I can tell by how many threads you have created just how badly broken your heart is and how hurt you are that you were so badly misled. The people who are not speaking to you now may be wanting to bend your ear when.if it is their turn to be dealing with a broken heart. I am truly sorry for the pain you are dealing with.


----------



## lily cd re (Jul 23, 2012)

I don't know the whole back story on this breeder, but I am very sorry you had such a sad experience and lost your Trevor way too soon.


----------



## Mfmst (Jun 18, 2014)

http://www.nytimes.com/2014/08/08/n...-to-10-years-for-defrauding-clients.html?_r=0

I read this story yesterday and thought of the parallels to Trevor's story. The only difference in the scam was that faux wine doesn't have the capacity to break your heart. Damages were monetary not emotional. Take heart that there is a fine Arreau in your future, and that thanks to Trevor's story, I knew to ask the COI of my puppy's litter. Fingers crossed for a 2015 Red. It will be a very good year


----------



## Trevor (Jul 3, 2014)

*You have understood everything!*

Dear Mfmst,

Thank you for this article! I just read it and I want to tell you that you have really understood my message. Same thing, but a play, not only with money, but with living beings and people's heart. Awful!! Have a lots of fun with your Standard Poodle puppy! They are adorable,


----------



## shelhey (Jul 16, 2014)

I don't know the whole story but I just wanted to say I'm so sorry for your pain and loss. It's awful.


----------



## nifty (Aug 2, 2013)

So sorry for your loss and the painful experience.


----------

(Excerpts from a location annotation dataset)

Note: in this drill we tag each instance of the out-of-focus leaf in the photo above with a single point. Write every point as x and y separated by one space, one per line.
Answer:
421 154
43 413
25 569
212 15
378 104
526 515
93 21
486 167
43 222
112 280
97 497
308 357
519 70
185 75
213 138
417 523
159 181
---
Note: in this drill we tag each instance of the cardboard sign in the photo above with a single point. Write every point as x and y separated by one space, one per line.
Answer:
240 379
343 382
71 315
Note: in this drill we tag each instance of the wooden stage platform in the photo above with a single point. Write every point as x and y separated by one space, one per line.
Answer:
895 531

== Given problem ==
Reproduce the forum thread word for word from "I can tell by" to "(Jul 23, 2012)". The records come from a separate source, not from the forum thread.

== Written answer ==
I can tell by how many threads you have created just how badly broken your heart is and how hurt you are that you were so badly misled. The people who are not speaking to you now may be wanting to bend your ear when.if it is their turn to be dealing with a broken heart. I am truly sorry for the pain you are dealing with.


----------



## lily cd re (Jul 23, 2012)